[Dataset start]

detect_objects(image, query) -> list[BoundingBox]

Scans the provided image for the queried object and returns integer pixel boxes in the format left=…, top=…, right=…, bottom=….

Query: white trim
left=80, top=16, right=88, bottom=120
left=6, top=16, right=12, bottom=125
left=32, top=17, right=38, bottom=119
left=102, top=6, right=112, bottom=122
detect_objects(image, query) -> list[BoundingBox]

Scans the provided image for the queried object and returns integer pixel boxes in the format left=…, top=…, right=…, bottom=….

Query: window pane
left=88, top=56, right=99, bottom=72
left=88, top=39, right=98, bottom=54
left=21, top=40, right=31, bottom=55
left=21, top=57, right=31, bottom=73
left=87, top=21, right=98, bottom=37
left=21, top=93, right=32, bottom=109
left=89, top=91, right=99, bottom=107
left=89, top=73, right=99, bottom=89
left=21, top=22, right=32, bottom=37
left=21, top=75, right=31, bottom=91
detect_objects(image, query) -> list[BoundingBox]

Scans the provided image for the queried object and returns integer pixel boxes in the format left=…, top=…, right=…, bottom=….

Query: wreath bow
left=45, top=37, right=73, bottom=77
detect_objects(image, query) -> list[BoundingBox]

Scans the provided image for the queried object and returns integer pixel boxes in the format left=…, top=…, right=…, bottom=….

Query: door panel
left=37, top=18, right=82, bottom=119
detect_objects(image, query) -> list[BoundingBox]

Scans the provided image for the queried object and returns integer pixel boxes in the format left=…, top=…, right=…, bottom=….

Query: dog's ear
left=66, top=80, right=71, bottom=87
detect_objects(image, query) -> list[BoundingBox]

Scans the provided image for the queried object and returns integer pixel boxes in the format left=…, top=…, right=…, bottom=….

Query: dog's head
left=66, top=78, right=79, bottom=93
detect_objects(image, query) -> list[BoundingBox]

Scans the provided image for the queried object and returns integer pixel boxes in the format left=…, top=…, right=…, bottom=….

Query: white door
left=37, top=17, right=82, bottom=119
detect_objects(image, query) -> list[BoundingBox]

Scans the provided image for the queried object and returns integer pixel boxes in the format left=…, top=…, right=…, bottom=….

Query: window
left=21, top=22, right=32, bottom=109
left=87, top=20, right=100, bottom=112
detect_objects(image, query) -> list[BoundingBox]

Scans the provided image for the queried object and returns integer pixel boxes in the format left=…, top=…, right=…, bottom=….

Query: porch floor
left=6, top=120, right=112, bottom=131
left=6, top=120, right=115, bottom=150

[Dataset end]

The request
Rewrite all the data above as a numbered list with one line per number, leaving out the blank lines.

Solution to the problem
1. detect_objects(image, query) -> list[BoundingBox]
2. Scans the provided image for the queried object and returns integer pixel boxes in the format left=…, top=…, right=…, bottom=….
3. Query: white trim
4. left=80, top=16, right=88, bottom=120
5. left=6, top=16, right=12, bottom=125
6. left=32, top=17, right=38, bottom=119
7. left=102, top=6, right=112, bottom=122
8. detect_objects(image, query) -> list[BoundingBox]
9. Scans the provided image for the queried object and returns integer pixel boxes in the format left=…, top=…, right=…, bottom=….
10. Query: window pane
11. left=88, top=56, right=99, bottom=72
12. left=88, top=39, right=98, bottom=54
13. left=21, top=40, right=31, bottom=55
14. left=21, top=57, right=31, bottom=73
15. left=87, top=21, right=98, bottom=37
16. left=21, top=93, right=32, bottom=109
17. left=89, top=91, right=99, bottom=107
18. left=89, top=73, right=99, bottom=89
19. left=21, top=22, right=32, bottom=37
20. left=21, top=75, right=31, bottom=91
21. detect_objects(image, query) -> list[BoundingBox]
22. Scans the provided image for the queried object and returns integer pixel boxes in the format left=…, top=…, right=…, bottom=….
23. Query: wreath bow
24. left=45, top=37, right=73, bottom=77
25. detect_objects(image, query) -> list[BoundingBox]
26. Scans the provided image for the queried object and returns integer pixel boxes in the format left=…, top=…, right=…, bottom=….
27. Query: door panel
28. left=37, top=18, right=82, bottom=119
29. detect_objects(image, query) -> list[BoundingBox]
30. Scans the provided image for the queried object and returns integer pixel boxes in the format left=…, top=…, right=…, bottom=….
31. Query: dog's ear
32. left=66, top=80, right=71, bottom=87
33. detect_objects(image, query) -> list[BoundingBox]
34. Scans the provided image for the queried object and returns integer pixel boxes in the format left=…, top=…, right=…, bottom=….
35. Query: dog's head
36. left=66, top=78, right=79, bottom=93
37. detect_objects(image, query) -> list[BoundingBox]
38. Scans the provided image for the queried object and returns integer pixel boxes in the format left=…, top=…, right=…, bottom=….
39. Query: white door
40. left=37, top=17, right=82, bottom=119
41. detect_objects(image, query) -> list[BoundingBox]
42. Scans the provided image for the queried object and returns integer pixel boxes in the format left=…, top=…, right=…, bottom=….
43. Query: window
44. left=21, top=22, right=32, bottom=109
45. left=87, top=20, right=100, bottom=112
46. detect_objects(image, query) -> list[BoundingBox]
47. Scans the provided image for the queried object and returns integer pixel boxes in the format left=…, top=…, right=…, bottom=….
48. Query: porch floor
49. left=6, top=120, right=112, bottom=131
50. left=6, top=120, right=115, bottom=150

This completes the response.